▸ Prompt: Would you set down the complete data below, exactly as shown?

Records contained in a dataset:
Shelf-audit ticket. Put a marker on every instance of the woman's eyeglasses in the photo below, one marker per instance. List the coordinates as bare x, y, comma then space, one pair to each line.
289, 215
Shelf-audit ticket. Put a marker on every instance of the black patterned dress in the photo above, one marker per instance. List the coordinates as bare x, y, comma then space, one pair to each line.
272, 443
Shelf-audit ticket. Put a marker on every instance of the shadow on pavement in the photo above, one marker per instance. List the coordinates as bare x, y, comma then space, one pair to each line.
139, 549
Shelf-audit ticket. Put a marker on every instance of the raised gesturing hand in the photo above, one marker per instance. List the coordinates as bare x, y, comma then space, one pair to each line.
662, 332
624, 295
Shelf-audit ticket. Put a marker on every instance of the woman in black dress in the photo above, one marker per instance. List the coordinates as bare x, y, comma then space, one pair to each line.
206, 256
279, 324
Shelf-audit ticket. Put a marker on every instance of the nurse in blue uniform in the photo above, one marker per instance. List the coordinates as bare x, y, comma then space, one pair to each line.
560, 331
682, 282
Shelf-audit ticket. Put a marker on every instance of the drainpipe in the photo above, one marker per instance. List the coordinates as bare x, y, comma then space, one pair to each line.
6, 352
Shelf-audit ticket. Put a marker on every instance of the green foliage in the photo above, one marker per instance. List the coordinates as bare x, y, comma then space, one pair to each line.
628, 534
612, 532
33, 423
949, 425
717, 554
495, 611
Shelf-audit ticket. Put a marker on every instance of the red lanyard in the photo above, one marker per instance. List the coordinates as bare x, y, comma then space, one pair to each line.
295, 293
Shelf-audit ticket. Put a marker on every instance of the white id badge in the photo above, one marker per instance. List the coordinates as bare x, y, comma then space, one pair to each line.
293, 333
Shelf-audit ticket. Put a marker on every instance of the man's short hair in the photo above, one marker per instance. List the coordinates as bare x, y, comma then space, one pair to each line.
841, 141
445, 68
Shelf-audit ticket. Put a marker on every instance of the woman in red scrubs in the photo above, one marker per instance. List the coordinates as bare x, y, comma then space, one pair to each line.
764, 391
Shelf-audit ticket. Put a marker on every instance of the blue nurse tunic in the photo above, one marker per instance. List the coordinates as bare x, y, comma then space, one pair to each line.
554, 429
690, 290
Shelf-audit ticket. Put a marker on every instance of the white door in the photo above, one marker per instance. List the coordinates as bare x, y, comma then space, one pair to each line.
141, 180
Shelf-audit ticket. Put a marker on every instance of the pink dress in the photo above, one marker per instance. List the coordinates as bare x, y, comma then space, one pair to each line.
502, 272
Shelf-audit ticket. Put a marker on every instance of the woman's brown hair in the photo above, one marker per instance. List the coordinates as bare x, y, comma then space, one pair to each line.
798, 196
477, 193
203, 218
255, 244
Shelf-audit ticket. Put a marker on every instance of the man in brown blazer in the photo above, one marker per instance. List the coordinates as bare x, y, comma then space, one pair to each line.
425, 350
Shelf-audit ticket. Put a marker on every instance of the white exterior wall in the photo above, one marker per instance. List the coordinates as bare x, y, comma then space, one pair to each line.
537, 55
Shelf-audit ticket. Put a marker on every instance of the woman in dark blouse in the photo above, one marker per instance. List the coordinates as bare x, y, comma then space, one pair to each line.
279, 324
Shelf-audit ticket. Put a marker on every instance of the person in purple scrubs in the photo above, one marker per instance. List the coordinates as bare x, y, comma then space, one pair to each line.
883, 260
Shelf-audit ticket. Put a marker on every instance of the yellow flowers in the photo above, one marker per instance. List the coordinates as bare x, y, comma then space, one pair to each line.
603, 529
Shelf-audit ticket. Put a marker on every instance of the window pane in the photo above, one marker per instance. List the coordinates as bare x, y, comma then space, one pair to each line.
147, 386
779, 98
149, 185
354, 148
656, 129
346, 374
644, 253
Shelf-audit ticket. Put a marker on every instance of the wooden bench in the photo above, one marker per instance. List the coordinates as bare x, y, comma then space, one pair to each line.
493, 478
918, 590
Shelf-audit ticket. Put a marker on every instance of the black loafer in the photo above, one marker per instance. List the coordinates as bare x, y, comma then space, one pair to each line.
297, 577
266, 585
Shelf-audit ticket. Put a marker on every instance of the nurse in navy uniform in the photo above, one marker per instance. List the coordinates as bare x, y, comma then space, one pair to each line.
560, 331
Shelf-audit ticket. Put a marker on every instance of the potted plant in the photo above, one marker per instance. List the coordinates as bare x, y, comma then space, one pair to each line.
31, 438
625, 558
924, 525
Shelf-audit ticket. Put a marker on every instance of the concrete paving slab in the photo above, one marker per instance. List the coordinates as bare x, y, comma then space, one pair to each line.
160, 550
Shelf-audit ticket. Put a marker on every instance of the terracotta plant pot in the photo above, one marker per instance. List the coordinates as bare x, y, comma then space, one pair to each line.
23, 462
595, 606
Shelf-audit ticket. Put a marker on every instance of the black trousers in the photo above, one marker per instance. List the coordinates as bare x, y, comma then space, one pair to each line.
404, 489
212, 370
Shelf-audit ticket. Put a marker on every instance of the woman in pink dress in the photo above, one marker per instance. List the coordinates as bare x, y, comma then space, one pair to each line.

▸ Output of the exercise:
Shelf-audit ticket. Put a marker on every instance of the woman's eyeglasses in the photo below, one marker per instance. List the coordinates as bare x, y, comma then space, one pair to each line.
289, 215
Shelf-audit ticket. Put a marker on every instance of the black patterned dress in the photo above, one marker per instance. List the coordinates as bare x, y, comma then space, one pair to each line.
272, 443
Shelf-audit ticket. Put a marker on every instance of the shadow on pavement in the photo above, one marker per instance. List the coordinates as bare x, y, comma then space, one pair to each line.
139, 549
Shelf-audit ticket. Put a marker on every instance of the raised gesturing hand in the photo above, one marker per instance. List the coordinates as bare x, y, comma then space, one pair to each line.
662, 332
624, 295
Shelf-audit ticket. Put a marker on every instance of the woman in black dress in the photo above, one marker per instance. List the coordinates as bare x, y, comma then space, one pair to each line.
206, 256
279, 324
Shelf-audit ticket. Put a marker on every instance of the nurse in blue uniform in the photo above, one marker per instance. List the coordinates as bare x, y, comma then space, one pair to each line.
560, 331
682, 282
Shelf-audit ticket. Put a marker on every instance of the drainpipe in the photo above, one marker per instance. List the coordinates as bare x, y, comma then space, one pair to each line.
6, 352
Shelf-audit ticket. Put a marker on every instance of the green foliage in the photo above, one marker per instance. List the coordinates as bare x, y, comma then space, one pair to each line.
628, 534
612, 532
33, 423
949, 425
717, 554
495, 611
Shelf-audit ticket. Put a marker on every instance of the red lanyard in the photo above, one marker per instance. List the coordinates as bare x, y, comma then space, one pair to each line.
295, 293
Shelf-audit ticket. Put a marker on every instance of the white id badge in the photo above, one marker per instance. List the coordinates as bare x, y, comma then space, one pair to each line.
293, 333
Shelf-audit ticket. Put a marker on every instance of the man's short hair in the photo above, one marker per instance. List the coordinates as bare x, y, comma then space, one pair to each line.
841, 141
445, 68
Shelf-audit ticket. Put a marker on every instance of the woman in red scrubs in the photo above, one marker per instance. List the coordinates as bare x, y, comma then space, one pair to each line.
764, 391
Shelf-audit ticket. Put a marker on every instance of the blue nurse tunic in the photo above, one marker per instance. List the coordinates as bare x, y, comma then space, one pair to each line.
554, 429
690, 290
Shelf-audit ticket. Put a marker on every instance of the white door in the photo above, one marker per instance. List the coordinates as bare x, y, comma then space, one pair to each line.
141, 180
Shelf-audit ticket. Put a marker on every instance of the pink dress in the photo above, one marker per instance. List the coordinates as bare x, y, comma then space, one pair to each line.
502, 272
Shelf-audit ticket. Put a marker on every instance of the woman's brown hair in the photo above, one marker per instance. List the coordinates as bare x, y, comma then space, one pair to each line.
798, 196
477, 193
203, 218
255, 244
Shelf-audit ticket. Put a marker on every instance of the man in brown blazer in the photo above, one marker per instance. List the coordinates as bare x, y, comma then space, one pair to each line.
425, 350
Shelf-audit ticket. Put a marker on every instance of the white exterior wall in the photo above, one marker per instance. List the coordinates as bare x, y, comma then space, one pair to each line.
537, 55
Shelf-audit ticket. Put a marker on every instance of the woman in dark blouse in the photo above, one marker per instance. List the coordinates as bare x, y, comma then space, one pair to each line.
279, 324
Shelf-audit ticket. Put a marker on every instance of the person in purple scrubs in the photo above, one marker per instance. List the coordinates as bare x, y, comma then space, one pair to each line.
883, 260
Shelf-audit ticket. Put a marker on every instance of the yellow flowers in the photo above, one marker per instance. List the coordinates as bare x, y, comma then space, one pair to each line.
603, 529
Shelf-audit ticket. Put a marker on every instance of the window pane in the photo above, one marker per instance. List the coordinates as bare x, y, comma then space, one pair to each line.
147, 386
779, 98
149, 185
354, 148
656, 129
346, 374
644, 253
Shelf-audit ticket. Put a marker on every instance of the wooden bench in the photo above, one marker per instance. List the coordinates as bare x, y, comma then space, one pair to each line.
493, 478
918, 590
Shelf-audit ticket. Put a marker on every instance of the black loafer in the photo above, one marker per instance. List the coordinates as bare x, y, comma then space, one pair to each line.
297, 577
266, 585
Shelf-audit ticket. Put a marker on every instance of the nurse in navy uniform in the photo above, one marker per instance. List the coordinates as bare x, y, comma then space, one pair to each line.
560, 331
Shelf-audit ticket. Put a marker on every instance of the potted plant in the photo above, one marker per instance. List the coordinates as bare x, y, comma then space, one pair to each line.
31, 438
625, 558
924, 525
Shelf-audit ticket. Put a marker on every instance of the concrete paving slab in the photo above, one marker per instance. List the coordinates as bare x, y, comma then space, one pair to each line.
160, 550
Shelf-audit ticket. Put a marker on every instance of the terracotta plant pot in the photo above, one marker per instance. List the coordinates as bare x, y, comma then space, one pair to each line.
23, 462
595, 606
Shelf-audit ticket. Put a marker on every instance of the black trousers in the photo above, one marker per instance. List the coordinates as bare x, y, comma then space, one pair to each line.
404, 489
212, 370
Shelf-audit ticket. Put a marker on every instance of the woman in pink dress in the photo above, one marker per instance. List the coordinates as bare x, y, comma then space, one pair to each line.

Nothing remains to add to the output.